> _作業の指示_:
1: 研究課題の情報によると、配分額の総額はいくらか。
2: 研究課題の情報のうち、「寺田 善博 九州大学, 歯学部, 教授」から始めて「1,900千円 (直接経費: 1,900千円)」までの部分を、一字も変えずに書き出せ。

> _提示された文章_:
○ ○ ○ ○

研究課題/領域番号 |
09671994
|
研究種目 |
基盤研究(C)
|
配分区分 | 補助金 |
応募区分 | 一般 |
研究分野 |
補綴理工系歯学
|
研究機関 | 九州大学 |
研究代表者 |
冲本 公繪 (沖本 公繪) 九州大学, 歯学部, 講師 (00037532)
|
研究分担者 |
伊藤 博夫 鹿児島大学, 歯学部, 助教授 (40213079)
寺田 善博 九州大学, 歯学部, 教授 (30038898)
|
研究期間 (年度) |
1997 – 1998
|
研究課題ステータス |
完了 (1998年度)
|
配分額 *注記 |
3,500千円 (直接経費: 3,500千円)
1998年度: 1,600千円 (直接経費: 1,600千円)
1997年度: 1,900千円 (直接経費: 1,900千円)

○ ○ ○ ○

> _記録の抜粋_:

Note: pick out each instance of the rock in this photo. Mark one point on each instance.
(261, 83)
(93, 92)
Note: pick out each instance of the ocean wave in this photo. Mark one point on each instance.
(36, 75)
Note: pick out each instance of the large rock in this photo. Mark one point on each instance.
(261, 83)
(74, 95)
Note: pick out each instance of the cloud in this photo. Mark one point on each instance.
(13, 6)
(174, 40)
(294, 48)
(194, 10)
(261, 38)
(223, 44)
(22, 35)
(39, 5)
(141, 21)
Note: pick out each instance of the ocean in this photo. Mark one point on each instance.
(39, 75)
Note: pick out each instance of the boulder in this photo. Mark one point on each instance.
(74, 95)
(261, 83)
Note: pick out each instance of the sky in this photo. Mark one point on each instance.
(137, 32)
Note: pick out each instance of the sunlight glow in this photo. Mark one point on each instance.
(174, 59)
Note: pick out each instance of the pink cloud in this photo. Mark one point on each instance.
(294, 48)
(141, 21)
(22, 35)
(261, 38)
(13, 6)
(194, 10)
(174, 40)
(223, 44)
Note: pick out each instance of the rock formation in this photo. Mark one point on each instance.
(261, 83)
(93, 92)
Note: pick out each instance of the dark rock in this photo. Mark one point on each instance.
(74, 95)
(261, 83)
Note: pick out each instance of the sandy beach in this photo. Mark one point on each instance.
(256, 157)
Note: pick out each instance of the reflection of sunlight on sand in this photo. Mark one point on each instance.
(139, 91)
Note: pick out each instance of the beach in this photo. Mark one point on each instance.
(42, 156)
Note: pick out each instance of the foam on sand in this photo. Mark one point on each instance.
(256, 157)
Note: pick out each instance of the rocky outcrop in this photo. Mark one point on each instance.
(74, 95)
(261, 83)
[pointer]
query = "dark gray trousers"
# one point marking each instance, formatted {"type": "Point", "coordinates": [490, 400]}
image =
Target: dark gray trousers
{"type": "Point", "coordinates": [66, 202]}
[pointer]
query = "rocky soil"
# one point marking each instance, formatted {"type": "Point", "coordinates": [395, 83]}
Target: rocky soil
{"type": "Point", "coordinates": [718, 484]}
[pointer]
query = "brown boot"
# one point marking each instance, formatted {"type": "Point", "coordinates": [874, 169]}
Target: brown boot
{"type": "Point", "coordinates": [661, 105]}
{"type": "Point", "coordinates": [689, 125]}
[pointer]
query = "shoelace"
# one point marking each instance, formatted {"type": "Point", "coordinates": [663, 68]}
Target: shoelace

○ ○ ○ ○

> _解答_:
1: 3,500千円(直接経費: 3,500千円)

2:
寺田 善博 九州大学, 歯学部, 教授 (30038898)
|
研究期間 (年度) |
1997 – 1998
|
研究課題ステータス |
完了 (1998年度)
|
配分額 *注記 |
3,500千円 (直接経費: 3,500千円)
1998年度: 1,600千円 (直接経費: 1,600千円)
1997年度: 1,900千円 (直接経費: 1,900千円)